Point labeling entries:
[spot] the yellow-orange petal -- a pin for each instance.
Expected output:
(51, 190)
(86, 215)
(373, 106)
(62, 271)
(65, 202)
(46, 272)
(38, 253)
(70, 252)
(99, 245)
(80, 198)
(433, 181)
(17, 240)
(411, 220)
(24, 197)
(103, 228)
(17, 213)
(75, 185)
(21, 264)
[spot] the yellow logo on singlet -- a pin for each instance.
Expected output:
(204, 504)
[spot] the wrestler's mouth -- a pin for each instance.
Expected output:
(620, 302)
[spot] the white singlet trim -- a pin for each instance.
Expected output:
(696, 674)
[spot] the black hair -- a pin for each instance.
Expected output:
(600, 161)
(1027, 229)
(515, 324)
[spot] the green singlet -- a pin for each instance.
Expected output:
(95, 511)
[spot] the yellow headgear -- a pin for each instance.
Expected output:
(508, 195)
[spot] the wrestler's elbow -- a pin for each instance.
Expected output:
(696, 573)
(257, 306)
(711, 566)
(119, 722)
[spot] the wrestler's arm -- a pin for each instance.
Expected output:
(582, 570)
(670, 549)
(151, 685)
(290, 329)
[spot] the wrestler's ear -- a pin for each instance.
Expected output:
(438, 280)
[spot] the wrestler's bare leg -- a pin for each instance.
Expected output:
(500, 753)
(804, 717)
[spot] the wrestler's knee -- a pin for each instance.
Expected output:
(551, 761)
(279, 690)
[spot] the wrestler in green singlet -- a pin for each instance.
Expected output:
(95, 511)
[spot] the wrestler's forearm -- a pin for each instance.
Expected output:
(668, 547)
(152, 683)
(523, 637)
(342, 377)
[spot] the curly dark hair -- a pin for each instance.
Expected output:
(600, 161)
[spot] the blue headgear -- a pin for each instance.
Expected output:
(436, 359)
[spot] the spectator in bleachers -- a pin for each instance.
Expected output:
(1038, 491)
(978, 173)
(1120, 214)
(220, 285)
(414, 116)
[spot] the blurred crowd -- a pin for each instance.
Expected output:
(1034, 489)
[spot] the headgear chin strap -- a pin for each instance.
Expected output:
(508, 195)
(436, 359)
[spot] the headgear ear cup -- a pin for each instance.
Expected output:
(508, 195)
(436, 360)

Exercise details:
Reproduce everything from the line containing "[spot] the wrestler's ear" down to the line containing "(1034, 489)", scaling each point coordinate in the answers by 2.4 and rounding to whole numbers, with halves rounded up, while keeping every other line as it stands. Give only those lines.

Task result:
[spot] the wrestler's ear -- a pin for each instance.
Expected output:
(1051, 672)
[spot] the wrestler's bare leg -- a pin for each instance.
Expected output:
(1200, 1807)
(1930, 1721)
[spot] the wrestler's knee -- a pin for each instance.
Expected output:
(1322, 1826)
(670, 1656)
[spot] the wrestler in green singlet -- a pin for each instance.
Expected output:
(228, 1226)
[spot] the wrestler's forearm -- a pin for each instance.
Expected output:
(1603, 1313)
(365, 1639)
(1255, 1529)
(821, 905)
[spot] the curly dark hair -- a pin for each instance.
Expected output:
(1440, 386)
[spot] the blue headgear -- a pin for each instance.
Expected output:
(1046, 862)
[spot] the spectator in bleachers -- a pin for each instance.
Expected output:
(2491, 1178)
(2347, 415)
(2688, 514)
(528, 684)
(994, 278)
[spot] the blurred crowd -- a pin for each instance.
Expected output:
(2482, 1174)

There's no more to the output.